EXERCICE PROPOSÉ → Pourriez-vous écrire la suite du texte sur la magnanimité d'Ali envers l'ennemi, à partir de sa dernière phrase ?

TEXTE →
La Magnanimité de Ali envers l'ennemi

" `Âyechah pouvait s'attendre logiquement à un traitement sévère de la part de Ali, étant donné qu'elle était son ennemie vindicative et acharnée, mais Ali était trop magnanime pour se venger d'un adversaire vaincu" (W. Irving's Succ. Of Mohd., p.179). Une fois que toutes les confusions liées à la bataille se furent estompées, Ali vint voir `Âyechah et lui demanda comment elle allait. Ayant constaté qu'elle allait bien et qu'elle avait été sauvée sans subir aucun mal, il lui dit sur un ton de reproche : "Le Prophète aurait-il accepté que tu agisses ainsi ?" Elle répondit : "Tu es victorieux. Sois donc bon envers ton adversaire vaincu". Aline lui fit plus de reproches et ordonna à son frère Mohammad d'emmener sa sœur à la maison de `Abdullah Ibn Khalaf, un Khozâ`ite, notable citoyen de Basrah, tué alors qu'il combattait pour `Âyechah. Celle-ci demanda à son frère de chercher les traces de `Abdullah, fils de Zubayr, qu'on trouvera par la suite, blessé, parmi les morts et les blessés qui jonchaient le champ de bataille. Selon le désir de `Âyechah il fut amené devant Ali pour obtenir son pardon. Le très généreux vainqueur promulgua alors avec magnanimité une amnistie générale pour tous les rebelles et leurs alliés, y compris `Abdullah Ibn Zubayr. Malgré toutes ces mesures de clémence, Marwân et les Omayyades s'enfuirent chez Mu`âwiyeh en Syrie, ou à la Mecque.

BLOC DE DONNÉES →
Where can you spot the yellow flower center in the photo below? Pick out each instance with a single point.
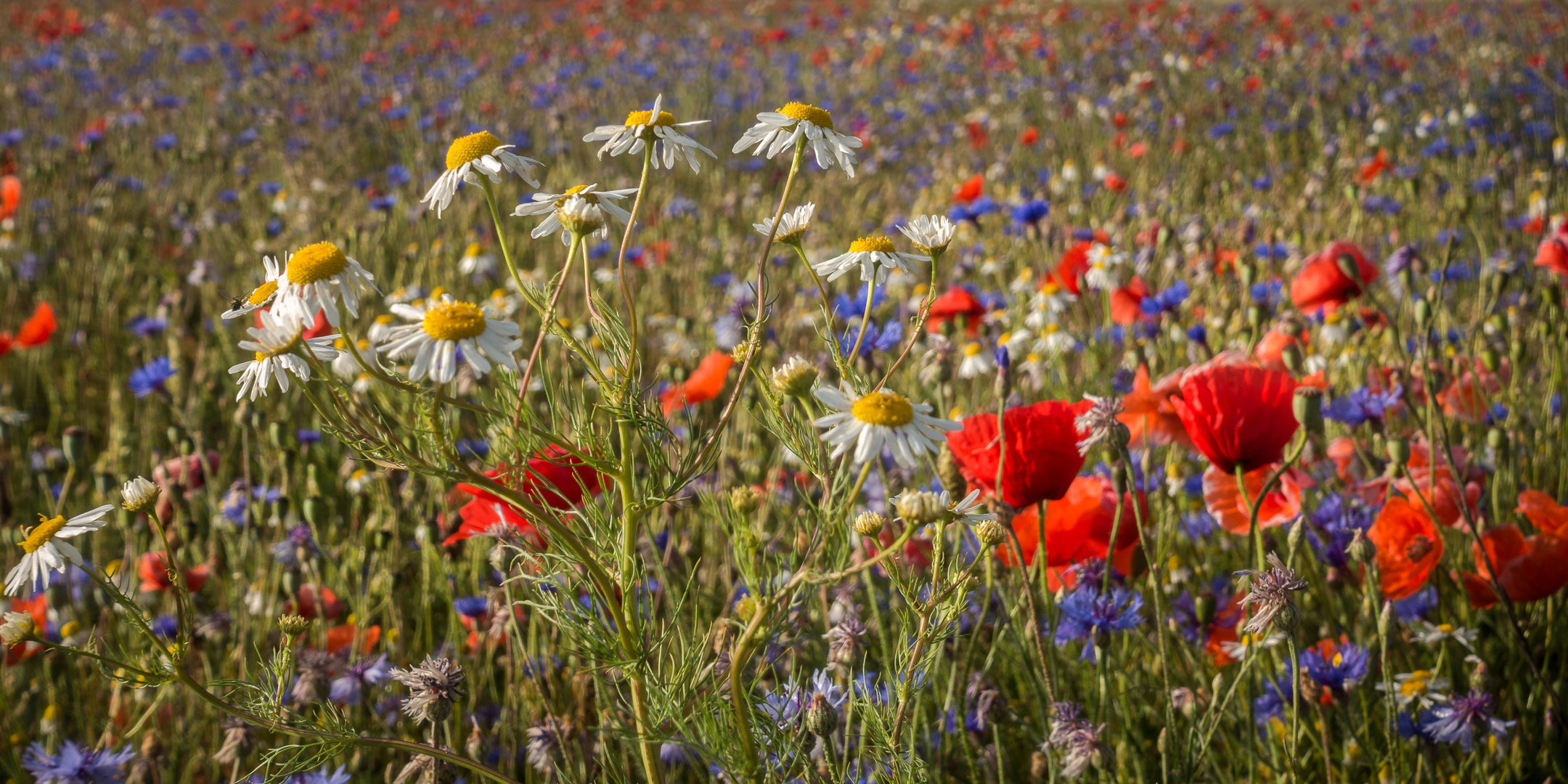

EXERCICE CORRIGÉ →
Le Carnage dans la Bataille

Les pertes dans cette bataille furent très lourdes. Certains historiens avancent le chiffre de seize mille sept cent quatre-vingt-seize tués parmi les hommes de `Âyechah et de mille soixante-dix parmi ceux de Ali. D'autres parlent de dix mille tués parmi les partisans de `Âyechah et cinq mille parmi ceux de Ali. En tout état de cause, les cadavres jonchaient le champ de bataille. Une fosse fut creusée dans laquelle furent enterrés sur ordre du Calife aussi bien les partisans que les adversaires tués dans les combats.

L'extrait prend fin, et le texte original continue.